◆ **Aim**
Update the part that opens with the line containing "Somewhere in the picture above is the houseleek" and closes with the line containing "346,324 -> 1163,952" by changing "houseleek rosette" to "succulent rosette". Give back only those lines, with everything else unchanged.

Supplied material start

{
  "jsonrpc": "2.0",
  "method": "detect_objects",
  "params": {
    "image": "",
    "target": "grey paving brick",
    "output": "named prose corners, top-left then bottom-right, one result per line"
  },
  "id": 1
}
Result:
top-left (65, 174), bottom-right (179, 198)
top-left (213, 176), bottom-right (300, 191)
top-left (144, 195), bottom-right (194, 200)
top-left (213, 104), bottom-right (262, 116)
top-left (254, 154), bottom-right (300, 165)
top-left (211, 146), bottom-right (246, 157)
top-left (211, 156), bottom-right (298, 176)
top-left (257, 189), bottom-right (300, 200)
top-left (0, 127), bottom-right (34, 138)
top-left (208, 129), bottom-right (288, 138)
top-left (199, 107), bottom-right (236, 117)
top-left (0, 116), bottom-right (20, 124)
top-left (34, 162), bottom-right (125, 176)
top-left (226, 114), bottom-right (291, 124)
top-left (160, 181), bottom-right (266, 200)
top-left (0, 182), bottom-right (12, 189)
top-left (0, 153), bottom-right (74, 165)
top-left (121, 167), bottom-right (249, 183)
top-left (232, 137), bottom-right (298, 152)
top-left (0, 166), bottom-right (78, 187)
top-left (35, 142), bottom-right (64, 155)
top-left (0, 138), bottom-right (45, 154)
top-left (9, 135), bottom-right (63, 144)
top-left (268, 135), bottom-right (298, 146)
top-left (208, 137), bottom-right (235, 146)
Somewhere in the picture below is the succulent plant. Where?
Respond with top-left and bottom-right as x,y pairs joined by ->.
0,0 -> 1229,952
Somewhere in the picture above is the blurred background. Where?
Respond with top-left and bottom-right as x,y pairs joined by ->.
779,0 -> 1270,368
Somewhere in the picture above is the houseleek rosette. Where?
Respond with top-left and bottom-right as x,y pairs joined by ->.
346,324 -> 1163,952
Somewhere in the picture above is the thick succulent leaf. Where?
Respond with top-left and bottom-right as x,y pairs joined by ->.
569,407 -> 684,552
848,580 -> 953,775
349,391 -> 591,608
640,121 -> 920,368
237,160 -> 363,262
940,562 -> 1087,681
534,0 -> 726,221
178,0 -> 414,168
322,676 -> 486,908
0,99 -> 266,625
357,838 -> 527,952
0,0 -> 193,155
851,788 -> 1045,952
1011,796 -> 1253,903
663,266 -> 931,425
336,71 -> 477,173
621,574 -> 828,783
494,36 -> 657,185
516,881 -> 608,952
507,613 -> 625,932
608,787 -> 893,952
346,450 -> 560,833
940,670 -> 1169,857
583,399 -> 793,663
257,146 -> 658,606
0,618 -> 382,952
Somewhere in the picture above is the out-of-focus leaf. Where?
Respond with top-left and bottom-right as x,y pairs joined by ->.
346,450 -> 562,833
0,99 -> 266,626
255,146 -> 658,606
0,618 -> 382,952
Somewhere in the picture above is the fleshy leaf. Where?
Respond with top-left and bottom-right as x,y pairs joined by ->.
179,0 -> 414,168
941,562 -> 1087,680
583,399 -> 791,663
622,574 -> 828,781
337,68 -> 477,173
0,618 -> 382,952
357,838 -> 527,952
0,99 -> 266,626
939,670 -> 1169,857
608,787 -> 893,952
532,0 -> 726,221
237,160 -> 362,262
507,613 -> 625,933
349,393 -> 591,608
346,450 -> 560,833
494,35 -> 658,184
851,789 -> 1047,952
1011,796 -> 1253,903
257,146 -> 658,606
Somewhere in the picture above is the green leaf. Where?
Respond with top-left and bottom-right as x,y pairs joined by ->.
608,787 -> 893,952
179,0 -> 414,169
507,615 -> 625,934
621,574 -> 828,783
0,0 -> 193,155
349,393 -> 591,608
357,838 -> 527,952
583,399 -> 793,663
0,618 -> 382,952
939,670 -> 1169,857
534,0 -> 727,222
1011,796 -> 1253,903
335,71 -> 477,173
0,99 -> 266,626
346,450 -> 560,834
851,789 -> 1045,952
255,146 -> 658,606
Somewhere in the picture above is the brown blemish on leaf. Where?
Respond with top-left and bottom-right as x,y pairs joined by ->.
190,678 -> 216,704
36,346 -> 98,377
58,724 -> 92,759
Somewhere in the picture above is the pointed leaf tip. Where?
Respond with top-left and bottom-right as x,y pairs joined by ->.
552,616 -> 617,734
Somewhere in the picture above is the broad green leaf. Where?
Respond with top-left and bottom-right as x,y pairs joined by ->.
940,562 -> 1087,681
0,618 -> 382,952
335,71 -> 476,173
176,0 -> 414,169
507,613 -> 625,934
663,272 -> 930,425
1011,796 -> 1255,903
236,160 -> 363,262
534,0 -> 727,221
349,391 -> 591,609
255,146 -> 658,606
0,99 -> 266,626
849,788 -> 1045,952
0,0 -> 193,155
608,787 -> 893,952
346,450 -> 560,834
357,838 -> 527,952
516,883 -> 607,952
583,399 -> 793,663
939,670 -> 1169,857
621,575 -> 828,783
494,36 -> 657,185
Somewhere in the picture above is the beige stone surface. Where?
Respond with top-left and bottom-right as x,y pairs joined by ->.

Supplied material end

◆ **The output**
Somewhere in the picture above is the succulent rosette. Where?
Respond with top-left and bottom-right as x,y pairs joined by ->.
346,324 -> 1163,952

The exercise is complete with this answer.